## What the task requires
Count the lines in the entries below that contain the word "grille", and give only that number.

## Data provided
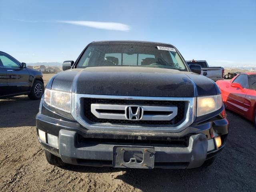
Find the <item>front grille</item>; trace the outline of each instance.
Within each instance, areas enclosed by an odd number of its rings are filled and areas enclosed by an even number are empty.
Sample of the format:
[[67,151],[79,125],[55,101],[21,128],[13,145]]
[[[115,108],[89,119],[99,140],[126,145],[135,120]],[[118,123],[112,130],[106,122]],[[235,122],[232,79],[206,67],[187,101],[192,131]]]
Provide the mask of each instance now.
[[[184,118],[185,115],[185,102],[182,101],[167,100],[128,100],[124,99],[101,99],[95,98],[84,98],[84,115],[90,121],[90,124],[109,123],[114,124],[127,124],[130,125],[150,125],[153,126],[161,126],[175,125]],[[139,106],[176,106],[178,108],[177,115],[170,120],[139,120],[118,119],[107,119],[99,118],[95,116],[91,112],[92,104],[136,105]]]

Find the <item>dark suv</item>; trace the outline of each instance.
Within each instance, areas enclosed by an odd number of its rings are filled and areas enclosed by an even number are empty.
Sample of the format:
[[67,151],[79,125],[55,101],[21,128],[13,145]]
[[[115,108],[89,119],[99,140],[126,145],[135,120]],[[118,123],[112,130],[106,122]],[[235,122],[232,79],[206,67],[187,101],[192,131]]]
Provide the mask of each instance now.
[[40,99],[44,87],[42,72],[29,69],[10,55],[0,51],[0,98],[27,94]]
[[225,145],[220,89],[172,45],[93,42],[63,69],[36,118],[52,164],[193,168]]

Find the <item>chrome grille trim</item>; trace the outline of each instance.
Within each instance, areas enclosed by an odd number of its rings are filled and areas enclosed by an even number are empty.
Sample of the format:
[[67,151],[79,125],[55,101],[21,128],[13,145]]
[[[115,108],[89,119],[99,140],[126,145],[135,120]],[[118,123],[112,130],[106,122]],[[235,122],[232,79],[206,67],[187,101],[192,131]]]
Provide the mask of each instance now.
[[[85,120],[83,114],[83,98],[124,99],[128,100],[169,100],[186,102],[183,121],[175,126],[149,127],[138,125],[114,125],[108,123],[90,124]],[[89,130],[128,132],[178,132],[189,126],[195,119],[196,98],[140,97],[91,95],[72,93],[72,110],[73,118],[81,125]]]
[[[142,117],[139,120],[148,121],[168,121],[174,118],[178,113],[178,107],[176,106],[134,106],[129,105],[118,105],[101,104],[92,104],[91,105],[92,113],[98,118],[107,119],[118,119],[131,120],[128,118],[127,108],[129,107],[140,107],[143,109],[142,113],[145,112],[151,111],[156,112],[170,112],[168,115],[145,114],[142,114]],[[99,110],[111,110],[109,112],[100,112]],[[115,111],[122,111],[123,113],[115,113]]]

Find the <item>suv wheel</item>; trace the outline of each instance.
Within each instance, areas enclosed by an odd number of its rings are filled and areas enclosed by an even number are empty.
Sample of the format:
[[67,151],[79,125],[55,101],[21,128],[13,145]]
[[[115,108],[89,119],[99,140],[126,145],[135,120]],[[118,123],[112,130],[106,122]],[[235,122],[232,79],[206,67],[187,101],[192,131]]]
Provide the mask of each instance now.
[[52,154],[46,150],[44,150],[44,154],[47,162],[51,165],[60,166],[65,165],[64,162],[59,157]]
[[202,167],[207,167],[209,166],[210,166],[215,161],[215,157],[212,157],[210,159],[208,159],[207,160],[205,161],[201,166]]
[[32,90],[28,94],[28,97],[33,100],[40,99],[44,94],[44,87],[41,81],[35,80]]

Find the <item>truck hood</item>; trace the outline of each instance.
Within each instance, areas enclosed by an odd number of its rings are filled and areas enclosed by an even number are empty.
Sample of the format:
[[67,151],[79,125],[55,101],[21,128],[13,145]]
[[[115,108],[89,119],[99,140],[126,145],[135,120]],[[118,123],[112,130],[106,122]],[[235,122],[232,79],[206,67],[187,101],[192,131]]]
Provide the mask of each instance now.
[[46,88],[95,95],[193,97],[220,93],[216,84],[191,72],[159,68],[92,67],[59,73]]

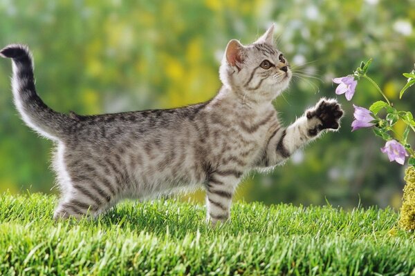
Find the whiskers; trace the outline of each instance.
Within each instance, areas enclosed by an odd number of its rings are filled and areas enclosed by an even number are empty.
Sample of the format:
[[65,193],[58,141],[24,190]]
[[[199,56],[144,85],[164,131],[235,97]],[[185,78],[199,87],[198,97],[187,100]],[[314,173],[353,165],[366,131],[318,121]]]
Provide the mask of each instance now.
[[[296,79],[305,81],[313,88],[315,93],[318,93],[320,92],[320,88],[314,82],[311,81],[311,80],[317,80],[321,82],[322,83],[324,83],[323,80],[319,77],[317,74],[305,68],[306,65],[315,61],[313,61],[310,62],[306,62],[301,65],[293,66],[291,68],[291,71],[293,72],[293,78],[295,77]],[[311,80],[310,80],[309,79],[311,79]]]

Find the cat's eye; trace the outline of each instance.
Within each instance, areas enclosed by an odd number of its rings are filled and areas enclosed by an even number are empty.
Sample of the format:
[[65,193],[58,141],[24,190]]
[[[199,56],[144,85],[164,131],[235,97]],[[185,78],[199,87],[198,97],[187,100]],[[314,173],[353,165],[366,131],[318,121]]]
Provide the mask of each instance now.
[[263,69],[268,70],[271,68],[271,66],[273,66],[273,63],[271,63],[268,59],[266,59],[261,63],[259,66],[261,66],[261,68]]

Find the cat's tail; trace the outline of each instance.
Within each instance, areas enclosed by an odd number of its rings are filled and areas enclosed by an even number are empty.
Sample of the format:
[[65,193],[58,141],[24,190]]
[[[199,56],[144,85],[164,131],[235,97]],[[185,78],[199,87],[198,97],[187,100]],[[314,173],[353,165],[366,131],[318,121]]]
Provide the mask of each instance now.
[[24,122],[46,138],[57,140],[67,133],[72,120],[46,106],[36,92],[33,61],[29,48],[11,44],[0,50],[0,56],[11,58],[12,88],[16,108]]

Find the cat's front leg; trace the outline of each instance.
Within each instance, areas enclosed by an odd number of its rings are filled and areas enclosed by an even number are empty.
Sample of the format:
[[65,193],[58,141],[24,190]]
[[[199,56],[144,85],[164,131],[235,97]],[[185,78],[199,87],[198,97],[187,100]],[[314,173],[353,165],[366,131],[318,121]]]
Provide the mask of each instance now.
[[322,131],[338,130],[342,115],[343,111],[335,100],[322,99],[287,128],[273,133],[258,166],[275,166],[317,138]]
[[213,226],[230,219],[232,198],[241,175],[241,172],[228,169],[216,170],[209,176],[205,184],[206,217]]

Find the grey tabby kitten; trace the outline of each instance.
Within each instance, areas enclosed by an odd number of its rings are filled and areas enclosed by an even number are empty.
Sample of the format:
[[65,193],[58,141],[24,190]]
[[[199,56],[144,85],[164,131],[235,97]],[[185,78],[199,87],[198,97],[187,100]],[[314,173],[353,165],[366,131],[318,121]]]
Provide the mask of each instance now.
[[229,219],[245,174],[273,168],[325,130],[338,129],[343,112],[332,99],[320,100],[288,128],[280,124],[272,101],[292,72],[273,34],[273,26],[250,45],[228,43],[220,68],[223,86],[208,101],[92,116],[50,109],[36,92],[28,48],[1,50],[12,59],[13,96],[23,120],[56,143],[62,196],[54,217],[95,217],[122,199],[203,186],[214,225]]

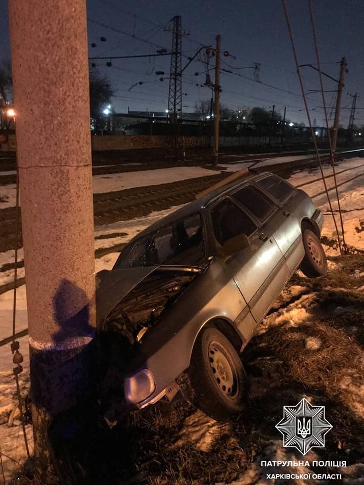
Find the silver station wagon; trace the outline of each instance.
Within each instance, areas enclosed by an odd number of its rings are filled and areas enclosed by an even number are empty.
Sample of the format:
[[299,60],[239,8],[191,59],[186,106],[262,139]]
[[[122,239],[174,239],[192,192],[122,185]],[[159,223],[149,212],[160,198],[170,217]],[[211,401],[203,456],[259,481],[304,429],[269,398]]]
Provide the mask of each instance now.
[[323,215],[276,175],[228,177],[134,238],[98,273],[102,401],[125,410],[180,392],[207,414],[241,411],[239,357],[299,266],[327,271]]

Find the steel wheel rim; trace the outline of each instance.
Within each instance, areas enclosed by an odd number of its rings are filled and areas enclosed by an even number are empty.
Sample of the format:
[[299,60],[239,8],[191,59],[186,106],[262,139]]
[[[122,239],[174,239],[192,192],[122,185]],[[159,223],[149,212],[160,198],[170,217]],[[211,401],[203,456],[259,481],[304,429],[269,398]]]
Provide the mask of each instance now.
[[324,266],[324,260],[322,254],[320,251],[319,244],[317,244],[317,241],[310,235],[307,236],[307,244],[308,251],[311,255],[311,257],[317,266],[320,268],[323,268]]
[[208,347],[209,362],[213,379],[219,391],[229,399],[239,394],[239,379],[235,366],[229,353],[219,342],[212,341]]

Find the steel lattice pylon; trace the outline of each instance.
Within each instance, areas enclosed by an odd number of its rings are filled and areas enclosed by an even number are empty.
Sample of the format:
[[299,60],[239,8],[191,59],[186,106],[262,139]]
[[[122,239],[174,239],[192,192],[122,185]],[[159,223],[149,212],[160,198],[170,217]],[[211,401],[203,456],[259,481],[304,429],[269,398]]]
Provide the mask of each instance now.
[[182,30],[180,17],[176,15],[172,20],[173,37],[168,107],[169,118],[172,123],[175,123],[182,115]]
[[179,139],[182,118],[182,29],[181,18],[179,15],[174,16],[172,21],[172,51],[168,92],[170,135],[167,142],[170,148],[170,158],[174,158],[178,162],[178,147],[183,144]]

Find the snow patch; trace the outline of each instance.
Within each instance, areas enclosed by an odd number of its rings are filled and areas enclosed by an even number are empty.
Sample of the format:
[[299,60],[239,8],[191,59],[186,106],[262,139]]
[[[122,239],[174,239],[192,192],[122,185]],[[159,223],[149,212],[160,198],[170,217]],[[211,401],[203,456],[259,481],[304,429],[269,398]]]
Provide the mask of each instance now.
[[200,451],[209,451],[217,438],[231,430],[230,423],[218,423],[198,410],[186,418],[173,446],[179,447],[190,442]]
[[305,341],[305,347],[307,350],[317,350],[322,343],[320,339],[316,337],[307,337]]

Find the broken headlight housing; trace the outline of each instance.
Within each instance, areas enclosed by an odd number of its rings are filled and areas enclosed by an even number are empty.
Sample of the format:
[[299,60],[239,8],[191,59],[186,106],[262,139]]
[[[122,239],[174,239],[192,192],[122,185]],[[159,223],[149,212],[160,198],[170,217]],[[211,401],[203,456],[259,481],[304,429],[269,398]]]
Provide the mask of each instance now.
[[142,369],[125,380],[124,392],[125,399],[133,404],[144,401],[155,390],[155,382],[149,369]]

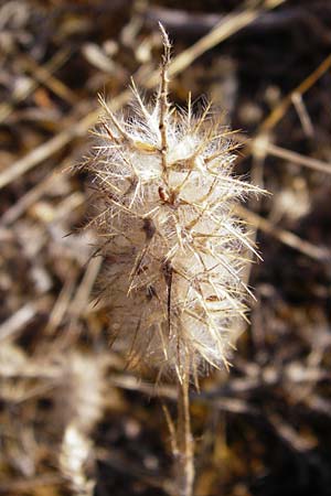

## Task solution
2